• Source data
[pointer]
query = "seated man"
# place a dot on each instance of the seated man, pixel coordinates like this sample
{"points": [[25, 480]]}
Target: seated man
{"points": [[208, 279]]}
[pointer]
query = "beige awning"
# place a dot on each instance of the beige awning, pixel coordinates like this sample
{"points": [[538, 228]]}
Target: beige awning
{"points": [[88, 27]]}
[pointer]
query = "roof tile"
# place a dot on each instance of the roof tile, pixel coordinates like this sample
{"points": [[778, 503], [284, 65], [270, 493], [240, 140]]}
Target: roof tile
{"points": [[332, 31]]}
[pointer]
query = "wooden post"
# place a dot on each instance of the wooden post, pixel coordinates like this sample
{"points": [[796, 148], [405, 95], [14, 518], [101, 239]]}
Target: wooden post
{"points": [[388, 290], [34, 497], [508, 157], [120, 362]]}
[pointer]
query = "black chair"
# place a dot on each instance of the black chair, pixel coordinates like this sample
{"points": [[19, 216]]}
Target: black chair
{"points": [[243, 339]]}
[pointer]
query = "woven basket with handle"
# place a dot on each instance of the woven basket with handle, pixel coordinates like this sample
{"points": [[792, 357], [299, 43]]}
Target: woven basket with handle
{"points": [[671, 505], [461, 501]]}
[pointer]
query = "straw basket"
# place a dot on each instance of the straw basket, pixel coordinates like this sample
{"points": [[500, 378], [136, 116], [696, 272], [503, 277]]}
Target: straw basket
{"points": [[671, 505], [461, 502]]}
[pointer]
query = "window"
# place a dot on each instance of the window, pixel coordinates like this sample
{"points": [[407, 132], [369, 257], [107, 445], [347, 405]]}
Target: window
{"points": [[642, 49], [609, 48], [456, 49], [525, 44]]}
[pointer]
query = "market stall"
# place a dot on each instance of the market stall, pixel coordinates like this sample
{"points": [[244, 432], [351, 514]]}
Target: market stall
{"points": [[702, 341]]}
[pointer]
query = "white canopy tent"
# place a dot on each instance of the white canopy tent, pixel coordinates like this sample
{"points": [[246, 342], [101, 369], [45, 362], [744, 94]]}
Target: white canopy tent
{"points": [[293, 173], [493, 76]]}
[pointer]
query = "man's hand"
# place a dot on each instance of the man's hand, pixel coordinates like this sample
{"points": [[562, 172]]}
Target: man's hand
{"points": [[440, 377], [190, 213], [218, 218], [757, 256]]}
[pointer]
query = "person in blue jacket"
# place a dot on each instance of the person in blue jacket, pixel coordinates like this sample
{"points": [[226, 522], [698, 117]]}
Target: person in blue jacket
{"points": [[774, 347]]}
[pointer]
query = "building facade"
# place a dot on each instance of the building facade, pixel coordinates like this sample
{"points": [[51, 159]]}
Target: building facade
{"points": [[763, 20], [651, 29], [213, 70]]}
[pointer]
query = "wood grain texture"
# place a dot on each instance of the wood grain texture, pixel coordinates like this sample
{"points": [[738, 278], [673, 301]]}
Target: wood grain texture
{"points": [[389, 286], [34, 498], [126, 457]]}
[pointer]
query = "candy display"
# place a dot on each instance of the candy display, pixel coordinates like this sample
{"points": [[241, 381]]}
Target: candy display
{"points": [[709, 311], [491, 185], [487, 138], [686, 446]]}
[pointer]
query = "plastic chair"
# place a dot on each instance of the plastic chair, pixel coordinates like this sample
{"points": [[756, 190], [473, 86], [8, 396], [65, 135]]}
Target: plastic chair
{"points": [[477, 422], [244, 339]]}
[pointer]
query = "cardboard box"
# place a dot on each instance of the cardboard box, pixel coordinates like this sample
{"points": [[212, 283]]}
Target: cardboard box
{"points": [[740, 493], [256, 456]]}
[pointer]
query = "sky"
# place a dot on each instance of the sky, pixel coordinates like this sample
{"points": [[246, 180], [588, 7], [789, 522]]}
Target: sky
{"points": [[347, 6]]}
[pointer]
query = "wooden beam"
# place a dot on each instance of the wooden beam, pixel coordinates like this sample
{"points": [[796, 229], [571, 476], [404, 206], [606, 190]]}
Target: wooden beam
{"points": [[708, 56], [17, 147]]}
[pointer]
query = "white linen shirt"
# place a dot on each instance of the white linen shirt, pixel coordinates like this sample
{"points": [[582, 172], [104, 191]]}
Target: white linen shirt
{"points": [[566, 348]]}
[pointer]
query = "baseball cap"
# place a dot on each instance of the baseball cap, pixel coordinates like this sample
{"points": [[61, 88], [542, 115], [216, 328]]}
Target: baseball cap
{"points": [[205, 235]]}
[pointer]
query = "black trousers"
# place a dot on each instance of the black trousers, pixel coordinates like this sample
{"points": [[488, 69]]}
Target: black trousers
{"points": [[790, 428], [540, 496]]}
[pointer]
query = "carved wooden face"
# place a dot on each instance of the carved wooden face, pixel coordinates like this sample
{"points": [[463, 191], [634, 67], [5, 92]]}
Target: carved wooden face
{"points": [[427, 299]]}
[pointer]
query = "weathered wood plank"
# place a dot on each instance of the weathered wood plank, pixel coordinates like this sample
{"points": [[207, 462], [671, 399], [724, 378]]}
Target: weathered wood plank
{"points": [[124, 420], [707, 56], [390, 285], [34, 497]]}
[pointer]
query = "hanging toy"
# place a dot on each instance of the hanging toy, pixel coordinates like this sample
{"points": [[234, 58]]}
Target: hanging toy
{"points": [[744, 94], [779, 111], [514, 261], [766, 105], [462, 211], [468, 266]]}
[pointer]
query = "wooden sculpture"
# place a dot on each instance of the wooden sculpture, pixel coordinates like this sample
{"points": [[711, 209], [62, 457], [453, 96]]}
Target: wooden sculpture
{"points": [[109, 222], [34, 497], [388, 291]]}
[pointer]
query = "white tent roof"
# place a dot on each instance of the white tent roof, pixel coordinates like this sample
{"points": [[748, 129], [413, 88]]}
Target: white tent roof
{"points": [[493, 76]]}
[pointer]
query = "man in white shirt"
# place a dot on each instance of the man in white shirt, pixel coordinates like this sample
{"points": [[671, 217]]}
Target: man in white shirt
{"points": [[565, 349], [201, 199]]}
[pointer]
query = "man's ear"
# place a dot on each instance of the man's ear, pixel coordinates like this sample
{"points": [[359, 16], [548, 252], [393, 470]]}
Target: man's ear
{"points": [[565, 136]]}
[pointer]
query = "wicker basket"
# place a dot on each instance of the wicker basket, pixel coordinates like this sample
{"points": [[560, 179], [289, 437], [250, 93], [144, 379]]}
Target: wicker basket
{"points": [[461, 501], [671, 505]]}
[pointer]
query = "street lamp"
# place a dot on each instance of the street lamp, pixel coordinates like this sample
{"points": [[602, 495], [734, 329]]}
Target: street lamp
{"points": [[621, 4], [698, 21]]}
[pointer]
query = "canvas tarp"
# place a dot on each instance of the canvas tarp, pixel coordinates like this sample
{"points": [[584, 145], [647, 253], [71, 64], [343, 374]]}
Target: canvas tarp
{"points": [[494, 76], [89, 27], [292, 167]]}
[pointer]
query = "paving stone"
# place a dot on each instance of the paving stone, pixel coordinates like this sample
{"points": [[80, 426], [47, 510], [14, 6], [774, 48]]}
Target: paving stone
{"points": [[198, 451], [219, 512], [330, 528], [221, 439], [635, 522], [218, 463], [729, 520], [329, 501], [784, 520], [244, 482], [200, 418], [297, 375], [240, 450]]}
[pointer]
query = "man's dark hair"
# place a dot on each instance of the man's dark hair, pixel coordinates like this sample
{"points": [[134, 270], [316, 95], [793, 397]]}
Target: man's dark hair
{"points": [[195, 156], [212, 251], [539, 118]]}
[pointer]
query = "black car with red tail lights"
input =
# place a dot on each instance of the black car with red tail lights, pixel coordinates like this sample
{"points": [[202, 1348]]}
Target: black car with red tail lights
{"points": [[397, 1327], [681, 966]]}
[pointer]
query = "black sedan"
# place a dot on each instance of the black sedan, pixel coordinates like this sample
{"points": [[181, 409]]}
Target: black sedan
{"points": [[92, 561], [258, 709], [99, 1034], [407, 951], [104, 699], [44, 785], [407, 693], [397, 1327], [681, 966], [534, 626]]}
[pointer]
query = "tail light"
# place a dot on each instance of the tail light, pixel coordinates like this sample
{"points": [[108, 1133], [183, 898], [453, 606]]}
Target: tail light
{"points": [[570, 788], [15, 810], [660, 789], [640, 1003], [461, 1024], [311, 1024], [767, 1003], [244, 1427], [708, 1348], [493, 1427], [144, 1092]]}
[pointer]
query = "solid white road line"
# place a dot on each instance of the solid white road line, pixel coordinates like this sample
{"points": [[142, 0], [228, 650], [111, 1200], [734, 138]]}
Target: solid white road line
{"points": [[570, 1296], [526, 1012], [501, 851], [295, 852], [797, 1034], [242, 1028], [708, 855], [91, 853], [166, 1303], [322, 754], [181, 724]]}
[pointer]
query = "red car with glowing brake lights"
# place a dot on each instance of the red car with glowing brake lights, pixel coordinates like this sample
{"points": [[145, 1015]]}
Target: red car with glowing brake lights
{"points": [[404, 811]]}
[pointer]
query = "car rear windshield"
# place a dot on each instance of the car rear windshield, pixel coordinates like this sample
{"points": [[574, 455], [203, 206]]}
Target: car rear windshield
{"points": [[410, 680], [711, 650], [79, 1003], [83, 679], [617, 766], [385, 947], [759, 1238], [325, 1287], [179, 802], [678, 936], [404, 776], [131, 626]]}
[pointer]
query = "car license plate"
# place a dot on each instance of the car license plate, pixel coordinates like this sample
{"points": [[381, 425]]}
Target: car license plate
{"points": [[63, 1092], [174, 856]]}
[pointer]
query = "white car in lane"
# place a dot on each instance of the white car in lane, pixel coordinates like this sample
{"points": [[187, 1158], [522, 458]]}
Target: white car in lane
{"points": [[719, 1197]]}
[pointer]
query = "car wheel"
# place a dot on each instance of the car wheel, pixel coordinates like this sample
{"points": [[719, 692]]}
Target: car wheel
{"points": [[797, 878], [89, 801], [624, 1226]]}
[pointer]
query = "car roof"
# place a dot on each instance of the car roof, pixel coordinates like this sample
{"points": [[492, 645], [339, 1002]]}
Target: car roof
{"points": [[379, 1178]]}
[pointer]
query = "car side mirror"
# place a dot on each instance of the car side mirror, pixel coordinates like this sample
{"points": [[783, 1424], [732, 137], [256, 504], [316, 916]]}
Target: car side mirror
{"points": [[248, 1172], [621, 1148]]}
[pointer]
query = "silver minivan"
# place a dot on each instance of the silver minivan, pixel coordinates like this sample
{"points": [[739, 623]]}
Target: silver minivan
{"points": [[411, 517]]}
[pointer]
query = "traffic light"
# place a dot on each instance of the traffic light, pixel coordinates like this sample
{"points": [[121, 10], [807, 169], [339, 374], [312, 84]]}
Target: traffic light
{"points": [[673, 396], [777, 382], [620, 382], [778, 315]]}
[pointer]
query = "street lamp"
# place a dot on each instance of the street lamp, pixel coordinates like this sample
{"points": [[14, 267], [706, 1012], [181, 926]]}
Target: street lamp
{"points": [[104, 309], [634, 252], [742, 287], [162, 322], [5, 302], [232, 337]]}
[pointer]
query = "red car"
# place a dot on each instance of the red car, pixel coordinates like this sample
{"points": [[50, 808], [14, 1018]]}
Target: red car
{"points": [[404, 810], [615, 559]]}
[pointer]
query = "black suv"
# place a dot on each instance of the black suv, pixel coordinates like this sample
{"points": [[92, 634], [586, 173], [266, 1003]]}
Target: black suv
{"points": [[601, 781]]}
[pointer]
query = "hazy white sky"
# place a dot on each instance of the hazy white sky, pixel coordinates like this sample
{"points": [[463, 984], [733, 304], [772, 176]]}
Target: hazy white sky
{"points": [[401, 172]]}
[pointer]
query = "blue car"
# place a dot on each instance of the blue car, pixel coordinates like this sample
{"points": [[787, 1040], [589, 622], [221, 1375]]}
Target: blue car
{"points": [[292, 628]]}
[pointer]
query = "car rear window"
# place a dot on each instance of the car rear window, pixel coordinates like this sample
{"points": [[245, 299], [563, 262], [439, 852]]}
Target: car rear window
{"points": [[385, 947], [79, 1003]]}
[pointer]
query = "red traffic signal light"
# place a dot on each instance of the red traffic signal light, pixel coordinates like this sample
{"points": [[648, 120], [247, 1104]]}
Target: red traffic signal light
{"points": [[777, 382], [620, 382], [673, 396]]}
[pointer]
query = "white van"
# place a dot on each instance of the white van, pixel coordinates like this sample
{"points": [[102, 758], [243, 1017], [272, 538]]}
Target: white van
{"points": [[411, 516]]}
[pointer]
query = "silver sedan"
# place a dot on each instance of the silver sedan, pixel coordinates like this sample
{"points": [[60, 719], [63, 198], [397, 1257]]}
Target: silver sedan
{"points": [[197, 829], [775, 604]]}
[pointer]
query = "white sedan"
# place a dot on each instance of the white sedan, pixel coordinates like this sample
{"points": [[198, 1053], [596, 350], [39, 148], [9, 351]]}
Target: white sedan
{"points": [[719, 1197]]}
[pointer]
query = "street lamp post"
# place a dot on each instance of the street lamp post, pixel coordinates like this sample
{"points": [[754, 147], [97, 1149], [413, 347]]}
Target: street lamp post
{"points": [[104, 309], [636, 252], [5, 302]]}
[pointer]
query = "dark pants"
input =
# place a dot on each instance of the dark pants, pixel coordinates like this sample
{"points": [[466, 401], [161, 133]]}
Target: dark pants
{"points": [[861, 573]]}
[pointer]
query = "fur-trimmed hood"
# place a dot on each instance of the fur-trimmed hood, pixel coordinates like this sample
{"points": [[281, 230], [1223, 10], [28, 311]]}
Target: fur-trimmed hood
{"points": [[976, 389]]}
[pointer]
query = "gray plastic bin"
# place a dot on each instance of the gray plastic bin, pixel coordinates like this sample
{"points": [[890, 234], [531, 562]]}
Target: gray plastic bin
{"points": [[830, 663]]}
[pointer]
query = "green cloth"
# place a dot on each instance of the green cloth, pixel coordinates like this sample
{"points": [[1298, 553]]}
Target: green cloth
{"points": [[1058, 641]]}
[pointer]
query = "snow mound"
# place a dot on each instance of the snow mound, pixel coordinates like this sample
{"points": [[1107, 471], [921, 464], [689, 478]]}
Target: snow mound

• Challenge
Pull out every line above that contains the string "tarp". Case counts.

• Expected answer
query = "canvas tarp"
# place a dot on each instance of the canvas tarp, pixel coordinates like this sample
Target: canvas tarp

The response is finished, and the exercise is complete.